• _REQUIRED WORK_
Copy each of the rows below word for word, with no changes to any character.

• _DATA TO PROCESS_

########

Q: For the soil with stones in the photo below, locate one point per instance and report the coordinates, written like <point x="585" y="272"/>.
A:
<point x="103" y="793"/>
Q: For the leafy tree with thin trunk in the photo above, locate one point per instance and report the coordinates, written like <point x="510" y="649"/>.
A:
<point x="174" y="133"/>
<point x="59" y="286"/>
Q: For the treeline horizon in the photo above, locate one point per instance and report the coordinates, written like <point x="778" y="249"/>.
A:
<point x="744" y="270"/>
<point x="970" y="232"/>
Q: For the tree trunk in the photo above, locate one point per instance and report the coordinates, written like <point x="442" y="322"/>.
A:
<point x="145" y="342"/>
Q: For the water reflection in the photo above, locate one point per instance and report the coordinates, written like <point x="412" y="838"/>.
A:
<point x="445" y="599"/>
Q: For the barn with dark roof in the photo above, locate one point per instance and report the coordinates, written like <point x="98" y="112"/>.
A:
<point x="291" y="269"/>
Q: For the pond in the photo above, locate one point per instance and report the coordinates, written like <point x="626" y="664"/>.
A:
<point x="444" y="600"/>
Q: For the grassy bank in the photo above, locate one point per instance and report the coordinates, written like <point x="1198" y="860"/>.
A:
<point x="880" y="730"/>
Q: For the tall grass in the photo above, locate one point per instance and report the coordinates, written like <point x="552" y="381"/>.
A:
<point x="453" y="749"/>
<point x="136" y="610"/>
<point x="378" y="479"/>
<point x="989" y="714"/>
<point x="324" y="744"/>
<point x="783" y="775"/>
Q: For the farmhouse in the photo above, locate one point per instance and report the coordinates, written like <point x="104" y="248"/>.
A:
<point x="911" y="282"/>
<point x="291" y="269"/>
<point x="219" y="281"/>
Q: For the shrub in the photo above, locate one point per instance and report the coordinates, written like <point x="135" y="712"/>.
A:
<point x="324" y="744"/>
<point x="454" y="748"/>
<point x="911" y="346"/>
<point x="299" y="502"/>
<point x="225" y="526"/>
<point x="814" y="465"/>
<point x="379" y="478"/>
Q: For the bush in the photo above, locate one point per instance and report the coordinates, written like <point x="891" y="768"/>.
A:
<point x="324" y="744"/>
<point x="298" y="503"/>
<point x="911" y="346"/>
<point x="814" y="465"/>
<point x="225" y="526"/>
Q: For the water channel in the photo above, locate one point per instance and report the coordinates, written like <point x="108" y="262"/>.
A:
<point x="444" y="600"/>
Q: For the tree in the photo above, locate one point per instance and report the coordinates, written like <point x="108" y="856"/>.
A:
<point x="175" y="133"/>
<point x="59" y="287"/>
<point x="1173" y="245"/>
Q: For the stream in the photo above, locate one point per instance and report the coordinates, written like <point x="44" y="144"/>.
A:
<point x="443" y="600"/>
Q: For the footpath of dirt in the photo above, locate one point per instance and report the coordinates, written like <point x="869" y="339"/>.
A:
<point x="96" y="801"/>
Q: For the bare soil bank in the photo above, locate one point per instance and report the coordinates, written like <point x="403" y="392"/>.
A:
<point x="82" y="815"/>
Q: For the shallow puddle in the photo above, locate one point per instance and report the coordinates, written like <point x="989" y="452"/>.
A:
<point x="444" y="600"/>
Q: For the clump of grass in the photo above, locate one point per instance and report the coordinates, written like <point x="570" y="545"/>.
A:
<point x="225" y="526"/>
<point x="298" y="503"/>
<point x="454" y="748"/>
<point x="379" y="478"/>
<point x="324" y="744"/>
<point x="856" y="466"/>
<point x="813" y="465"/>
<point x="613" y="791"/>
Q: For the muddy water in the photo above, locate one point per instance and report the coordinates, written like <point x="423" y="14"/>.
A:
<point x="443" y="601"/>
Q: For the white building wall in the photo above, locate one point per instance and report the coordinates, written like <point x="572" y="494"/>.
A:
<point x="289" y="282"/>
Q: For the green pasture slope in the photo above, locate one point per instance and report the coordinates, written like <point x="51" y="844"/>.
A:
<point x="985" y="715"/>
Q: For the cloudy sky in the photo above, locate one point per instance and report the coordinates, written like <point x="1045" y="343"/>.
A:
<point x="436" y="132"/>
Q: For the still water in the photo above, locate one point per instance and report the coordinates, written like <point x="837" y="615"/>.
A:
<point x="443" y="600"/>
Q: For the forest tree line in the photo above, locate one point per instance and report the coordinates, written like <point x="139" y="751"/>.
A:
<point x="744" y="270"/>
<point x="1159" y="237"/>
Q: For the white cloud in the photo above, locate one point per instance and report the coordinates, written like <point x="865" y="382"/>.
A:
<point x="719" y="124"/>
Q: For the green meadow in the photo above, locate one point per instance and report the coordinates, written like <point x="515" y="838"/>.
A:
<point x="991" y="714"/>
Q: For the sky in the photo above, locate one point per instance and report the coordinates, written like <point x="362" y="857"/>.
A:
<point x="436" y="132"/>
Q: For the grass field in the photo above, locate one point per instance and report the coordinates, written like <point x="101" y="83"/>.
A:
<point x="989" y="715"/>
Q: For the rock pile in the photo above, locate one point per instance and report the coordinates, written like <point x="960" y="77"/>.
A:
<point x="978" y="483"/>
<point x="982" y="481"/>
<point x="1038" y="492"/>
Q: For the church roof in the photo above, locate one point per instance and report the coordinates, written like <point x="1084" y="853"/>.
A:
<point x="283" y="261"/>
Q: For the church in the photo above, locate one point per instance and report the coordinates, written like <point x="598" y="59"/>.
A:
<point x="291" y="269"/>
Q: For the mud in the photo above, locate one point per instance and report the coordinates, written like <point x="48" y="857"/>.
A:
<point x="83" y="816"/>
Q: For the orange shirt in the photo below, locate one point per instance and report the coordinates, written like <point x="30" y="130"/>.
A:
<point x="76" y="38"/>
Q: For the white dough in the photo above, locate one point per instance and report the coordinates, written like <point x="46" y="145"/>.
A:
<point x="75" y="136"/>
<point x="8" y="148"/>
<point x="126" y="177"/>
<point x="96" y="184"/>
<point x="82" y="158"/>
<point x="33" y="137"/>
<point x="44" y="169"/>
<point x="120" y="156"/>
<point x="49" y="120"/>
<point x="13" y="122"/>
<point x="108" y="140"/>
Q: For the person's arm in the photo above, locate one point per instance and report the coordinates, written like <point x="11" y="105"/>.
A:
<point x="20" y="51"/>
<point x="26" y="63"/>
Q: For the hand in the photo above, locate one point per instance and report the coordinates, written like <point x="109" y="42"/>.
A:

########

• _THE REPLY_
Q: For the soil with stones in the photo below, locate one point per instance and report the coordinates, written like <point x="585" y="272"/>.
A:
<point x="103" y="793"/>
Q: For the leafy tree with thin trunk in the photo above, locate one point per instance and report the coordinates, written like <point x="510" y="649"/>.
A:
<point x="174" y="133"/>
<point x="59" y="286"/>
Q: For the treeline horizon in the photo above, locate one point per instance and report the coordinates, written like <point x="778" y="249"/>.
A:
<point x="744" y="270"/>
<point x="970" y="232"/>
Q: For the tree trunk in the photo above, locate one point per instance and report the coordinates, written like <point x="442" y="322"/>.
A:
<point x="145" y="342"/>
Q: For the water reflection in the photo above, locate one point per instance and report the coordinates, written like <point x="412" y="838"/>.
A:
<point x="445" y="599"/>
Q: For the barn with dark roof in the photo above, locate one point per instance and report the coordinates, written like <point x="98" y="112"/>.
A:
<point x="291" y="269"/>
Q: For the pond in the photo above, locate one point per instance and report the coordinates, written like <point x="626" y="664"/>.
A:
<point x="444" y="600"/>
Q: For the grassy bank in the photo above, locate one point per instance and report the coordinates, written like <point x="1198" y="860"/>.
A:
<point x="880" y="730"/>
Q: For the tall grass in the photo above, locate one point per instance and report the coordinates, written like <point x="552" y="381"/>.
A:
<point x="453" y="749"/>
<point x="136" y="610"/>
<point x="378" y="479"/>
<point x="989" y="714"/>
<point x="324" y="744"/>
<point x="783" y="775"/>
Q: For the farmhouse in the photo above, locate one point per instance and report the coordinates, written like <point x="104" y="248"/>.
A:
<point x="911" y="282"/>
<point x="291" y="269"/>
<point x="219" y="281"/>
Q: For the shrub in the photo above, locate one point per instance and report the coordinates, written like <point x="135" y="712"/>.
A:
<point x="324" y="744"/>
<point x="454" y="748"/>
<point x="911" y="346"/>
<point x="299" y="502"/>
<point x="225" y="526"/>
<point x="814" y="465"/>
<point x="379" y="478"/>
Q: For the bush in the photo above, locate one point per instance and report the coordinates, written like <point x="891" y="768"/>.
A:
<point x="324" y="744"/>
<point x="298" y="503"/>
<point x="911" y="346"/>
<point x="814" y="465"/>
<point x="225" y="526"/>
Q: For the water channel in the photo above, locate one point per instance and report the coordinates, written like <point x="108" y="262"/>.
A:
<point x="444" y="600"/>
Q: For the tree in the photo above, locate one point per instance and report the coordinates, written like <point x="108" y="856"/>.
A:
<point x="175" y="133"/>
<point x="59" y="287"/>
<point x="1173" y="245"/>
Q: For the stream in the photo above, locate one point per instance and report the coordinates, written like <point x="44" y="144"/>.
A:
<point x="443" y="600"/>
Q: For the footpath of dirt in the photo above, locate one point per instance and report the coordinates, written like <point x="869" y="339"/>.
A:
<point x="96" y="801"/>
Q: For the bare soil bank in the photo above, locate one point per instance and report the coordinates, written like <point x="403" y="392"/>.
A:
<point x="82" y="815"/>
Q: For the shallow puddle in the photo above, locate one point per instance and report the coordinates, written like <point x="989" y="452"/>.
A:
<point x="444" y="600"/>
Q: For the clump of grass in the photo above, locate one point per instance and report the coordinates, written like <point x="570" y="545"/>.
A:
<point x="225" y="526"/>
<point x="298" y="503"/>
<point x="454" y="748"/>
<point x="379" y="478"/>
<point x="324" y="744"/>
<point x="856" y="466"/>
<point x="813" y="465"/>
<point x="613" y="791"/>
Q: For the muddy water in the photo above, locate one point per instance and report the coordinates, written like <point x="423" y="14"/>.
A:
<point x="443" y="601"/>
Q: For the white building wall in the photo above, locate one point per instance and report the coordinates, written like <point x="572" y="494"/>.
A:
<point x="289" y="282"/>
Q: For the green pasture slope in the photo above, locate one point per instance and report the coordinates, written like <point x="51" y="844"/>.
A:
<point x="985" y="715"/>
Q: For the cloudy sky in the photo above, locate one point per instance and report the coordinates, written like <point x="1045" y="343"/>.
A:
<point x="436" y="132"/>
Q: For the still water in the photo above, locate one point per instance and report the coordinates, written like <point x="837" y="615"/>.
A:
<point x="443" y="600"/>
Q: For the forest tree line in the photo above, locate one point per instance and report the coordinates, written like <point x="139" y="751"/>.
A:
<point x="744" y="270"/>
<point x="1159" y="237"/>
Q: For the white cloud in the photo above, locate one point per instance and report the coordinates, written like <point x="865" y="382"/>.
A:
<point x="719" y="124"/>
Q: For the green meadow in the photo above, locate one point per instance and report the coordinates, written like <point x="515" y="838"/>.
A:
<point x="991" y="714"/>
Q: For the sky in the photo above, locate one point per instance and report the coordinates, written like <point x="362" y="857"/>.
A:
<point x="436" y="132"/>
Q: For the grass field in the photo above, locate one point per instance and report the coordinates, written like <point x="101" y="83"/>.
A:
<point x="989" y="715"/>
Q: For the rock pile in the photo above, locate one point per instance and report the coordinates, written like <point x="960" y="77"/>.
A:
<point x="978" y="483"/>
<point x="982" y="481"/>
<point x="1038" y="492"/>
Q: For the church roof in the photo above, locate one point per instance and report the coordinates, written like <point x="1084" y="853"/>.
A:
<point x="283" y="261"/>
Q: For the church in the photo above, locate one point per instance and report the coordinates, written like <point x="598" y="59"/>.
A:
<point x="291" y="269"/>
Q: For the mud in the photo above, locate one point per instance and report the coordinates, written like <point x="48" y="857"/>.
A:
<point x="83" y="816"/>
Q: For the orange shirt in the photo below, locate one point per instance and report the coordinates, written like <point x="30" y="130"/>.
A:
<point x="76" y="38"/>
Q: For the white dough in the photo above, locate one point per instance and report the coordinates, written like <point x="46" y="145"/>.
A:
<point x="75" y="136"/>
<point x="8" y="148"/>
<point x="126" y="177"/>
<point x="96" y="184"/>
<point x="82" y="158"/>
<point x="33" y="137"/>
<point x="44" y="169"/>
<point x="120" y="156"/>
<point x="49" y="120"/>
<point x="13" y="122"/>
<point x="108" y="140"/>
Q: For the person's arm in the photo above, locate one point per instance and report the coordinates, written like <point x="11" y="105"/>.
A:
<point x="20" y="51"/>
<point x="26" y="63"/>
Q: For the hand in the photo above, locate one point per instance and report the coordinates, written like <point x="109" y="42"/>.
A:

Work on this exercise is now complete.